**GIVEN REQUEST**
Copy out, character for character, the stretch of the listing below from the line containing "tag: distant hillside" through the end of the listing.

## BEGIN

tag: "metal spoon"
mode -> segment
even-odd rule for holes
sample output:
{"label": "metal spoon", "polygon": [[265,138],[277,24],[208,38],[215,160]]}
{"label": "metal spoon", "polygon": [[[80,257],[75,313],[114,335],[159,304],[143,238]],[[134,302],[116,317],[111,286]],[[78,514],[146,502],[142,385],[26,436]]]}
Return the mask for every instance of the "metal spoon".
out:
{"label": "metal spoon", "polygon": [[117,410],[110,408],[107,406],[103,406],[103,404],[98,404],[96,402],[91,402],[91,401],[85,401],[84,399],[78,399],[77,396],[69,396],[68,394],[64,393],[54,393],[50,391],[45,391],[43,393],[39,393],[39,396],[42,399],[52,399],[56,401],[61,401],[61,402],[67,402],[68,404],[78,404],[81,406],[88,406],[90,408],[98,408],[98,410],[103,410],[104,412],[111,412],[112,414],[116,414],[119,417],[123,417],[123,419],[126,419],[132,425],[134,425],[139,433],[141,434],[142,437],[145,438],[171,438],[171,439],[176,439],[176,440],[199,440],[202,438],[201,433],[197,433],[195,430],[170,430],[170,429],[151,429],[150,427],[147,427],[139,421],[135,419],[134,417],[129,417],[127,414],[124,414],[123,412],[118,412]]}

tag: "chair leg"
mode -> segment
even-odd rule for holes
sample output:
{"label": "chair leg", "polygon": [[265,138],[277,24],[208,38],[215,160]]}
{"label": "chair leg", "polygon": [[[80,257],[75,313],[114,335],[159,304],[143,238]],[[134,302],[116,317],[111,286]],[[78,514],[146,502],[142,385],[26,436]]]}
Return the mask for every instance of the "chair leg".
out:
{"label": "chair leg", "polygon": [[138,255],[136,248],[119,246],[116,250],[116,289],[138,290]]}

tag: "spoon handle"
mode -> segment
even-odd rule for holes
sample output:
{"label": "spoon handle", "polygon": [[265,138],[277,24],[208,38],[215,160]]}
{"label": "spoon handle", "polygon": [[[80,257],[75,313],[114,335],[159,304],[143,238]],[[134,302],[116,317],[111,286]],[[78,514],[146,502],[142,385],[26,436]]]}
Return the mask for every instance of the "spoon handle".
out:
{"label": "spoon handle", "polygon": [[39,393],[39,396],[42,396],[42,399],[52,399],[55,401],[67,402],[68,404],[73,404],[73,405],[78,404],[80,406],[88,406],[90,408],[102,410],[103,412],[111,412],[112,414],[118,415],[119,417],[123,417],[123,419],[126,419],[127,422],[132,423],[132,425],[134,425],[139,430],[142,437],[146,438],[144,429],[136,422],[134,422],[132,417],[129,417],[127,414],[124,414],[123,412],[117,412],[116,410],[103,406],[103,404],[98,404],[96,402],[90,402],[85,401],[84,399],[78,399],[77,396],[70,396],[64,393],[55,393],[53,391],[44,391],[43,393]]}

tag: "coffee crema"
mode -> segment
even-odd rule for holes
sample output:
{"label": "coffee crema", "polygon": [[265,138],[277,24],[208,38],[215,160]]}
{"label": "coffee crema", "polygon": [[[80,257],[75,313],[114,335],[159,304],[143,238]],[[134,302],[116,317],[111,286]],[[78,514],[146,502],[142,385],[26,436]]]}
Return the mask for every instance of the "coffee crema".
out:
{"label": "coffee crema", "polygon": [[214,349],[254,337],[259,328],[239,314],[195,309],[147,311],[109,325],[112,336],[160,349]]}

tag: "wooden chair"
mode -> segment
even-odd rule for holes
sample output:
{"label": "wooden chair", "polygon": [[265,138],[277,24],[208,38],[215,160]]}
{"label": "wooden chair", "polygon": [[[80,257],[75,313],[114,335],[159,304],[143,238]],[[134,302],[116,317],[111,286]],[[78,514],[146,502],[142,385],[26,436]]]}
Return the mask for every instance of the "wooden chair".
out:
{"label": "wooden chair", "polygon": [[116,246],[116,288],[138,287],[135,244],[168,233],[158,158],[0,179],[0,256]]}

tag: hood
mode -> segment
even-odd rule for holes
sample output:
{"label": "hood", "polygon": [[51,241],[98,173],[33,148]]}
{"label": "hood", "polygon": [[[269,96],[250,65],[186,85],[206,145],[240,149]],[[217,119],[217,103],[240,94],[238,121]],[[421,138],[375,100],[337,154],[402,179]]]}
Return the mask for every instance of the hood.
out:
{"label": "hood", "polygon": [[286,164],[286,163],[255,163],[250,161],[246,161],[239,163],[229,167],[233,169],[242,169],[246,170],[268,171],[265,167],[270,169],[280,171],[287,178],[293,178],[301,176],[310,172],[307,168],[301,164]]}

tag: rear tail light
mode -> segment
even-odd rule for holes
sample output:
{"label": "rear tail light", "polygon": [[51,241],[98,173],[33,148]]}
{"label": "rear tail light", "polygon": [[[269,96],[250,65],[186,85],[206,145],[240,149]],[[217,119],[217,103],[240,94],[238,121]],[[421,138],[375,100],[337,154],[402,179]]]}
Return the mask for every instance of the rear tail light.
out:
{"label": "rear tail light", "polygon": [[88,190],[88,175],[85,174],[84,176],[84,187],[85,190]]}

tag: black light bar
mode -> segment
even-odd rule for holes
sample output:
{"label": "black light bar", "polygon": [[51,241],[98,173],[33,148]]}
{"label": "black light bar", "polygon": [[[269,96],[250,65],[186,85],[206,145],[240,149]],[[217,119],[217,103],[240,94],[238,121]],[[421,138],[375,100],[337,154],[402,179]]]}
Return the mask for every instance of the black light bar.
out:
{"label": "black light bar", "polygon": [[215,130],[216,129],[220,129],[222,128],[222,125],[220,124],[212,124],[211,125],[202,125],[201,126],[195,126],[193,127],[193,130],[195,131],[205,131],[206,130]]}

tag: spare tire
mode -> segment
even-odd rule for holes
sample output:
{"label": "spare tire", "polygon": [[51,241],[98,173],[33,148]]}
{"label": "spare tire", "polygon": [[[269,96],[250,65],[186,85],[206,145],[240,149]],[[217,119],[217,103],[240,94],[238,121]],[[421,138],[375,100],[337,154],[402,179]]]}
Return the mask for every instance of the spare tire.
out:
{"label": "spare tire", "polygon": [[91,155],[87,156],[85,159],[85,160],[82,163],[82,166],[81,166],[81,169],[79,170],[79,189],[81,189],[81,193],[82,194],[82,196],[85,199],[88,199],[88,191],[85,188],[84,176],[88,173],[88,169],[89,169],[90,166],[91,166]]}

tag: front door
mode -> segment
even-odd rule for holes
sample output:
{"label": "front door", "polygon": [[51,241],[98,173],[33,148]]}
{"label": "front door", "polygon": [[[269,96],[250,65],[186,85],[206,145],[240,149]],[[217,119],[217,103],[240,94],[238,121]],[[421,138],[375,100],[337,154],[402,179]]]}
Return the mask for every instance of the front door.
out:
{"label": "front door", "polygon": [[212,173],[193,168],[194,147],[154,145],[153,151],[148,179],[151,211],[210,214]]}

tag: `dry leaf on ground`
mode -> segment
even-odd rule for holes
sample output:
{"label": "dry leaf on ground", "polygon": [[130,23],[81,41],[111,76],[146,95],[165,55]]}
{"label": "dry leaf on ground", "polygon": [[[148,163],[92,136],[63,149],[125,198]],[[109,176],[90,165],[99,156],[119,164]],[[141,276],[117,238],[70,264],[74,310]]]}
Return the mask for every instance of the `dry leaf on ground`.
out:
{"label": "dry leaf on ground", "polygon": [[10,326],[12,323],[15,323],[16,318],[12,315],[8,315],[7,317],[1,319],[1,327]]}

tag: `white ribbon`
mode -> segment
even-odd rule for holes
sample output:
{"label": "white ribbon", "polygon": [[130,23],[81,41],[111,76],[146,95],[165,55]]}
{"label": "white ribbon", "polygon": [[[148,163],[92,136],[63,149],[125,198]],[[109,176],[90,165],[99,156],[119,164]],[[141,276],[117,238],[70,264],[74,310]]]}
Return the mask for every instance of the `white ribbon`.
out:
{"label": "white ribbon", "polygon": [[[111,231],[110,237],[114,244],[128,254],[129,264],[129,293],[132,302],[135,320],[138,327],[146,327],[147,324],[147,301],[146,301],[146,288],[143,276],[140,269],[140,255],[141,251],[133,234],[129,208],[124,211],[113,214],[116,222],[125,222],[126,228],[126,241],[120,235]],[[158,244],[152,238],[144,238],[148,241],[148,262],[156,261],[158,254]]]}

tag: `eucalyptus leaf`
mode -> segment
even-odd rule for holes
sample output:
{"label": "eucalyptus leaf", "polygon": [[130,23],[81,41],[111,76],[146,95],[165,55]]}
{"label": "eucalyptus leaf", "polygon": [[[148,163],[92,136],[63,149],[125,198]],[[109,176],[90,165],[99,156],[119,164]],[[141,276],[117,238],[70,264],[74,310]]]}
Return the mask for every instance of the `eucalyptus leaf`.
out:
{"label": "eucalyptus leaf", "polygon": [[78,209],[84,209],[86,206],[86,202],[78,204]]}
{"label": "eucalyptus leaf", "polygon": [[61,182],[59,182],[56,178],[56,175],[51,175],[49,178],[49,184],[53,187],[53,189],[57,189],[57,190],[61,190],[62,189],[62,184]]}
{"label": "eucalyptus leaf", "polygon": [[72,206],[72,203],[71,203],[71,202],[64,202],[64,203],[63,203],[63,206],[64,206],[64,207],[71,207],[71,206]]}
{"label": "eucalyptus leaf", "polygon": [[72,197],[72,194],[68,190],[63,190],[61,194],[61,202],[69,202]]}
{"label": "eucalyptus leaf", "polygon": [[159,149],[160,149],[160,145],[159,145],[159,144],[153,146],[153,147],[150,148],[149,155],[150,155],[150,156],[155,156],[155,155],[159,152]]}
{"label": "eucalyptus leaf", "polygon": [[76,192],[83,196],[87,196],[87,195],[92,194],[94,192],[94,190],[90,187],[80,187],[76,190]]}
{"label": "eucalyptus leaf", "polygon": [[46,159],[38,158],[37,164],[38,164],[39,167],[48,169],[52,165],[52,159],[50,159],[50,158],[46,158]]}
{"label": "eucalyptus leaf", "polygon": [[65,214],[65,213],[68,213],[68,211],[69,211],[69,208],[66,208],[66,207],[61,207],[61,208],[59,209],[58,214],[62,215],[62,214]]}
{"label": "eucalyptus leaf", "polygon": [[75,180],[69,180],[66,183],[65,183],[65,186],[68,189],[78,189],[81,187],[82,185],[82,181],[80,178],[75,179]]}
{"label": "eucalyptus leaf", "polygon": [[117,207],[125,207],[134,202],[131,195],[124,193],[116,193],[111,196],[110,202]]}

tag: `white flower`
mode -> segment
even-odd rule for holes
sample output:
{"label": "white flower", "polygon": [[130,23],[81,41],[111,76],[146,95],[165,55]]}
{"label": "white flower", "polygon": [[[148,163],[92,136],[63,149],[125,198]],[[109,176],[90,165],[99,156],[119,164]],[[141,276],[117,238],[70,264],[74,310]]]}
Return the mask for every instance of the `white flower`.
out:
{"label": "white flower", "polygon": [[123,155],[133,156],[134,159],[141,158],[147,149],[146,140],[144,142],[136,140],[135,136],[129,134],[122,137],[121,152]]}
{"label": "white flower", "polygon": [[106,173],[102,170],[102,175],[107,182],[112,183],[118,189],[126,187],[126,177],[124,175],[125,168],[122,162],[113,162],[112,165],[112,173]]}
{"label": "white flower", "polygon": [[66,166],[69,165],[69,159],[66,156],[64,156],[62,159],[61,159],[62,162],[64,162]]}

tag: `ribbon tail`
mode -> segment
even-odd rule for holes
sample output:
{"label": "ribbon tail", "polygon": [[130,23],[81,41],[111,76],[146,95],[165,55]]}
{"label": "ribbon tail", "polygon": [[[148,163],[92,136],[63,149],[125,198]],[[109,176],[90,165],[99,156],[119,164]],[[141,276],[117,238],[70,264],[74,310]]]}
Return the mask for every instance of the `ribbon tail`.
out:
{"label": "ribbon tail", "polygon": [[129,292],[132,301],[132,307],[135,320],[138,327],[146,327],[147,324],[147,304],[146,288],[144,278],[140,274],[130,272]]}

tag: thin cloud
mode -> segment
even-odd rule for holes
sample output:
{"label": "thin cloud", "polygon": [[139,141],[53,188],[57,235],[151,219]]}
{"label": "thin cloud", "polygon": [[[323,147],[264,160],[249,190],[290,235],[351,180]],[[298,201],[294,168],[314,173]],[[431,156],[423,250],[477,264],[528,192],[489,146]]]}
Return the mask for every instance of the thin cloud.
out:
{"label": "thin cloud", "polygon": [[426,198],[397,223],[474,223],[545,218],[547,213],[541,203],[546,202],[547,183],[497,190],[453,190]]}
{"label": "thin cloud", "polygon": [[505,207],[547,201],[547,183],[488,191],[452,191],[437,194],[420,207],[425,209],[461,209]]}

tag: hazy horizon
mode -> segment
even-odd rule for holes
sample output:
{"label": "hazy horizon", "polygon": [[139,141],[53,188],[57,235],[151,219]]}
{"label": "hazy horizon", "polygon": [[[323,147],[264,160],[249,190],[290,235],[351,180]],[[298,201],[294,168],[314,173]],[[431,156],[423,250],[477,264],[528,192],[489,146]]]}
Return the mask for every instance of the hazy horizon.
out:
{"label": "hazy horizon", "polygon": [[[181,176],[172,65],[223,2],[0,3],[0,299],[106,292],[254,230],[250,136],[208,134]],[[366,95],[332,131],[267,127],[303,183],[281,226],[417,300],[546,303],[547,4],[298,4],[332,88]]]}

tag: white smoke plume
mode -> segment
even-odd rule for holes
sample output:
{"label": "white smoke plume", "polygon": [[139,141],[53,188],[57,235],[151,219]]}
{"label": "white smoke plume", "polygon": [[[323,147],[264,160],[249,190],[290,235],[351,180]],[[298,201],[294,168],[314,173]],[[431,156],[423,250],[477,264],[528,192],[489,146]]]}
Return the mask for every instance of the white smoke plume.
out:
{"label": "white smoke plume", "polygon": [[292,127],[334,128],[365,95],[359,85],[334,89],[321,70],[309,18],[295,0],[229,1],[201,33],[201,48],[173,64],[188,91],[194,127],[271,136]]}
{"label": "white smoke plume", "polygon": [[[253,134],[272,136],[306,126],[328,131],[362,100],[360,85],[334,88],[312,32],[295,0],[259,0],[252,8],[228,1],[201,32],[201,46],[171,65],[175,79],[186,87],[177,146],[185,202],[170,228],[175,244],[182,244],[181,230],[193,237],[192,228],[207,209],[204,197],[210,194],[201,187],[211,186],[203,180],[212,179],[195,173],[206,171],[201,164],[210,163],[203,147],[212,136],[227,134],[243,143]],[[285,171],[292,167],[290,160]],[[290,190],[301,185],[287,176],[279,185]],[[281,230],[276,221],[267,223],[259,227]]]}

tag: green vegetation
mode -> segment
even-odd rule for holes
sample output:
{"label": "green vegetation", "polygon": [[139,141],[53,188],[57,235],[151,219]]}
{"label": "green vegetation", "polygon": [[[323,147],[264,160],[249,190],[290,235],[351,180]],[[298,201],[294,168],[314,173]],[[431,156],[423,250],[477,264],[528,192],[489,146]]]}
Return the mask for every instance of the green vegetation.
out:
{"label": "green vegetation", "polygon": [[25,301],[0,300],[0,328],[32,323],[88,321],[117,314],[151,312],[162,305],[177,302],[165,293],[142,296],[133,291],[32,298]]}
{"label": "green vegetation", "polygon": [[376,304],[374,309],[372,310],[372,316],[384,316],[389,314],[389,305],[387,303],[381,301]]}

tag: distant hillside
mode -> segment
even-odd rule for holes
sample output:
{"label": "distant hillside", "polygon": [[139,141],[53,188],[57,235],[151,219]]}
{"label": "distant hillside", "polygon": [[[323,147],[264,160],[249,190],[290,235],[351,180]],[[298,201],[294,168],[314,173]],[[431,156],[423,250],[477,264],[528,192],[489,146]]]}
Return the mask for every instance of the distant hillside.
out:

## END

**EXPECTED ANSWER**
tag: distant hillside
mode -> segment
even-odd rule for holes
sample output:
{"label": "distant hillside", "polygon": [[139,141],[53,188],[57,235],[151,219]]}
{"label": "distant hillside", "polygon": [[[323,147],[264,160],[249,190],[290,235],[351,180]],[[298,201],[294,168],[314,173]],[[431,156],[423,250],[477,264],[528,192],[489,146]]]}
Return the mask for every instance of the distant hillside.
out:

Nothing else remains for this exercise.